§ **DATA**

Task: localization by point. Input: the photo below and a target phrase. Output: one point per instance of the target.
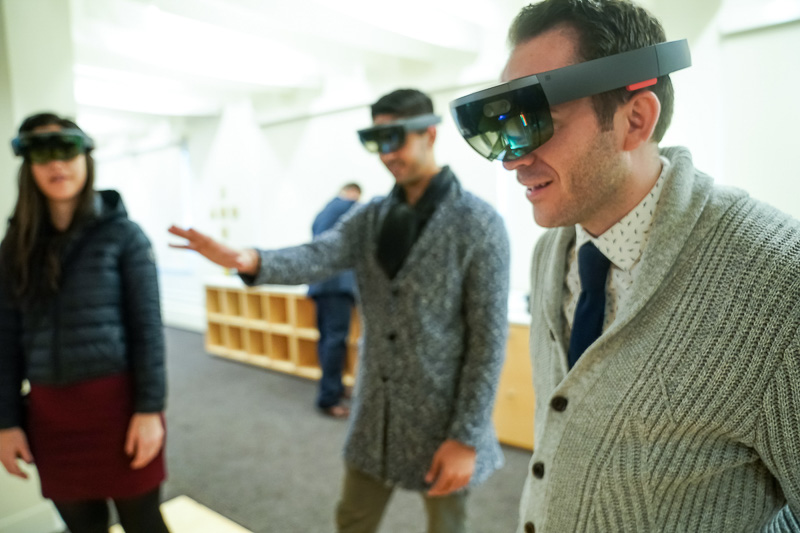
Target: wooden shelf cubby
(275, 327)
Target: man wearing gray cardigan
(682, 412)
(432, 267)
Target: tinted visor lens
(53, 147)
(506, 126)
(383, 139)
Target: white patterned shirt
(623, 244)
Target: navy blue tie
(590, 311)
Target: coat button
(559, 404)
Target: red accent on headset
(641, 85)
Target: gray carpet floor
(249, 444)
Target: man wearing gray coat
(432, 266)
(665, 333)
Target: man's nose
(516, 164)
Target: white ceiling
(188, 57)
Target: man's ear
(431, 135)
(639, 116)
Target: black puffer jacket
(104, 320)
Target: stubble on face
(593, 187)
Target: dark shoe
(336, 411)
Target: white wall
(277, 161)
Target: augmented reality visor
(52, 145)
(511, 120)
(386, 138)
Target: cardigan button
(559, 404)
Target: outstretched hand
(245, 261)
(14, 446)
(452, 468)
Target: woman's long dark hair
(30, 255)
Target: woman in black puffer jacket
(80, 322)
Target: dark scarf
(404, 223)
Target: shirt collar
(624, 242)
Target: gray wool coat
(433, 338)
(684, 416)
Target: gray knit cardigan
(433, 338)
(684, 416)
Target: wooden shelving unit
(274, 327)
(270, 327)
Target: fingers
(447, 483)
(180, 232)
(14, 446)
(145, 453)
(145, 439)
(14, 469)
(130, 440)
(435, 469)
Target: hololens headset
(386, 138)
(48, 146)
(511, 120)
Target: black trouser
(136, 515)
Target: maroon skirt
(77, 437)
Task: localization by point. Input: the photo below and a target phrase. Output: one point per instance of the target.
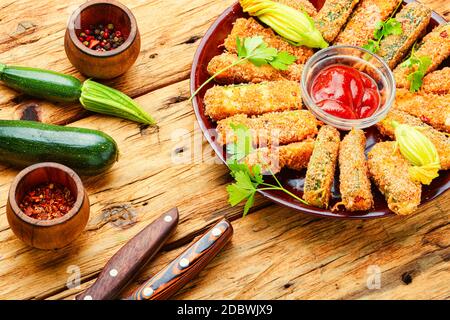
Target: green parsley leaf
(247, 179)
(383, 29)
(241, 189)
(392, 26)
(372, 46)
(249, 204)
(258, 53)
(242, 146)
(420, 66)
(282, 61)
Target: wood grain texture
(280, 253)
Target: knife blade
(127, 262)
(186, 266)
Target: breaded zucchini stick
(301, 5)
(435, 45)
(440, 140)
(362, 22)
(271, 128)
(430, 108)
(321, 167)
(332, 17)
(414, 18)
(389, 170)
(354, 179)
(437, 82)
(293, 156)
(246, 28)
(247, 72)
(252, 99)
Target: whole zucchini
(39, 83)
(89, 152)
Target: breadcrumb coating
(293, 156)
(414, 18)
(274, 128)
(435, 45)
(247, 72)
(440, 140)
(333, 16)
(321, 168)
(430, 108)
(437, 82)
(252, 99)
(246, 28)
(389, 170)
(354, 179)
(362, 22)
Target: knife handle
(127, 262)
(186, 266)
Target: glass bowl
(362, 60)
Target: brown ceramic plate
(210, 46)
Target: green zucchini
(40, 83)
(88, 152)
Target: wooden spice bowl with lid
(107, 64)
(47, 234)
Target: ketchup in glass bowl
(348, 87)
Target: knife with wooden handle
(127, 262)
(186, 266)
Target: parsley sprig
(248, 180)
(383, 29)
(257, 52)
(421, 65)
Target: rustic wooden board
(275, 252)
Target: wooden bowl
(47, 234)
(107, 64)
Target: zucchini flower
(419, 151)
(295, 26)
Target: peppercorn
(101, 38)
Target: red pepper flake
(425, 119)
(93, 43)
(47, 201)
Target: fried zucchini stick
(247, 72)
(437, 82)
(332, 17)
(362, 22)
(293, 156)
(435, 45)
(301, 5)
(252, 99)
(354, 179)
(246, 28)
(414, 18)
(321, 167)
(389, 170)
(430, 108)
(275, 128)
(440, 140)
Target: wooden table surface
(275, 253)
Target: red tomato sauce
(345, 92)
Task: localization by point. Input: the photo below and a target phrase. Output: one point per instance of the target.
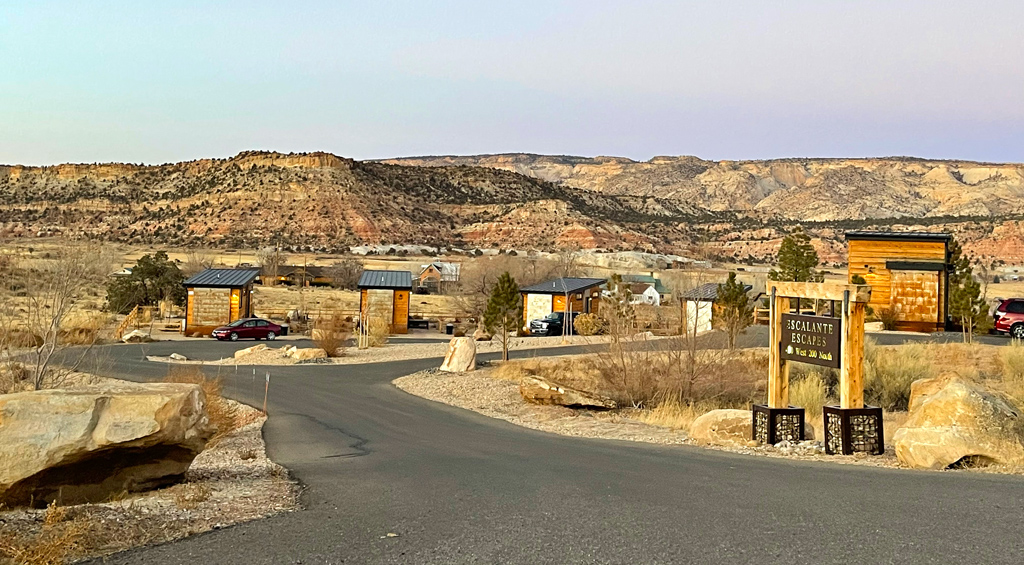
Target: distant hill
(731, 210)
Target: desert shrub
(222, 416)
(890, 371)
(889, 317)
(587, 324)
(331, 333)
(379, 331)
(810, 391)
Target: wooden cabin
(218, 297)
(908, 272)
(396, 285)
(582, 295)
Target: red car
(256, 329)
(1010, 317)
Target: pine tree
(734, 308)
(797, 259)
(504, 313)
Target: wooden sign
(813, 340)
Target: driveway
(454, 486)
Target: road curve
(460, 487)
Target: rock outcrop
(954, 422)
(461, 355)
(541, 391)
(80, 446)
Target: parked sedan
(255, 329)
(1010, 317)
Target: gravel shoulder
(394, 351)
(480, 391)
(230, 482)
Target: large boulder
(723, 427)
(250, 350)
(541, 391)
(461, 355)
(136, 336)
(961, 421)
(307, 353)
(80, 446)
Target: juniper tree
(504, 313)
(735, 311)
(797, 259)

§ **WORK TO COMPLETE**
Output the line containing "Target: wooden cabin" and each line after it through the close of the entries, unchanged and with no other lines.

§ **SOLUTION TO THE EXERCISE**
Target: wooden cabin
(218, 297)
(908, 272)
(396, 285)
(582, 295)
Target: red car
(256, 329)
(1010, 317)
Target: pine tree
(734, 308)
(797, 259)
(504, 313)
Target: wooden sign
(813, 340)
Target: driveway
(454, 486)
Target: road curve
(460, 487)
Target: rock outcrop
(954, 422)
(461, 355)
(541, 391)
(80, 446)
Target: parked sedan
(255, 329)
(1010, 317)
Target: gravel shoulder
(394, 351)
(480, 391)
(230, 482)
Target: large boulder
(723, 427)
(250, 350)
(541, 391)
(461, 355)
(136, 336)
(961, 421)
(307, 353)
(80, 446)
Target: juniper tree
(504, 313)
(735, 311)
(797, 259)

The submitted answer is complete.